## Task to carry out
Lines that include the string "pink" are the ones to copy from the entries below.

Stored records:
_ _ _ _ _

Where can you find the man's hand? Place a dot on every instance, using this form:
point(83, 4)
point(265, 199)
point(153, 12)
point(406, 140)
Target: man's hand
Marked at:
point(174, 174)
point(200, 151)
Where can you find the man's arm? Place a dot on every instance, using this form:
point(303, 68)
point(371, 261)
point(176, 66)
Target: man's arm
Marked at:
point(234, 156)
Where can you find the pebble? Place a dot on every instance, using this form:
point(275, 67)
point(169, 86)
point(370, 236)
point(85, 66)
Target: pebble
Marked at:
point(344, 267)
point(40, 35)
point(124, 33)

_ _ _ _ _

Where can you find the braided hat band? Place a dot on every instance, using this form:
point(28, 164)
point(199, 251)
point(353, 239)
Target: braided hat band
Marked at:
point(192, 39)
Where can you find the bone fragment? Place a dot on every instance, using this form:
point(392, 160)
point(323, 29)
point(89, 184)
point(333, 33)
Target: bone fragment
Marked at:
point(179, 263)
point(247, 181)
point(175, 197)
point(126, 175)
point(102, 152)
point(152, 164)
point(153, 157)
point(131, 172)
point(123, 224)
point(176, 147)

_ _ _ _ _

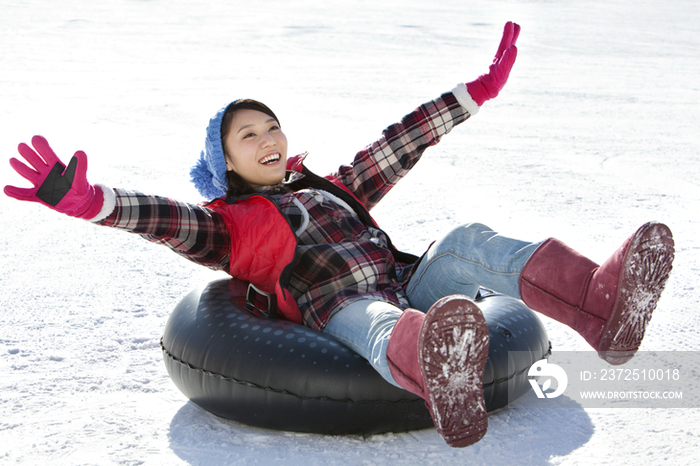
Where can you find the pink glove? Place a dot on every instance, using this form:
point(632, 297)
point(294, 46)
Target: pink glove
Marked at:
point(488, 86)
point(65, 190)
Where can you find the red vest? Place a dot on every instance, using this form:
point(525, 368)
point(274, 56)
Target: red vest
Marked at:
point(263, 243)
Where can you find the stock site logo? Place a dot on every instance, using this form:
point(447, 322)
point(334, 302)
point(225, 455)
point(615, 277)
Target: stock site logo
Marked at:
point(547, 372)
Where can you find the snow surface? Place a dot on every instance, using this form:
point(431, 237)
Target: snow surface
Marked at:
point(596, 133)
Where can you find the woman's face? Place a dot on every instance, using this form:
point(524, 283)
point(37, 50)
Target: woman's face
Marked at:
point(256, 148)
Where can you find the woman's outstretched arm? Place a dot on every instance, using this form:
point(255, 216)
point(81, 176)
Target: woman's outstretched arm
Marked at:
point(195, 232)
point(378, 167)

_ _ _ _ _

## Solution for this exercise
Where can you find the pink glove? Place a dot on every instance, using this form:
Target: pink glove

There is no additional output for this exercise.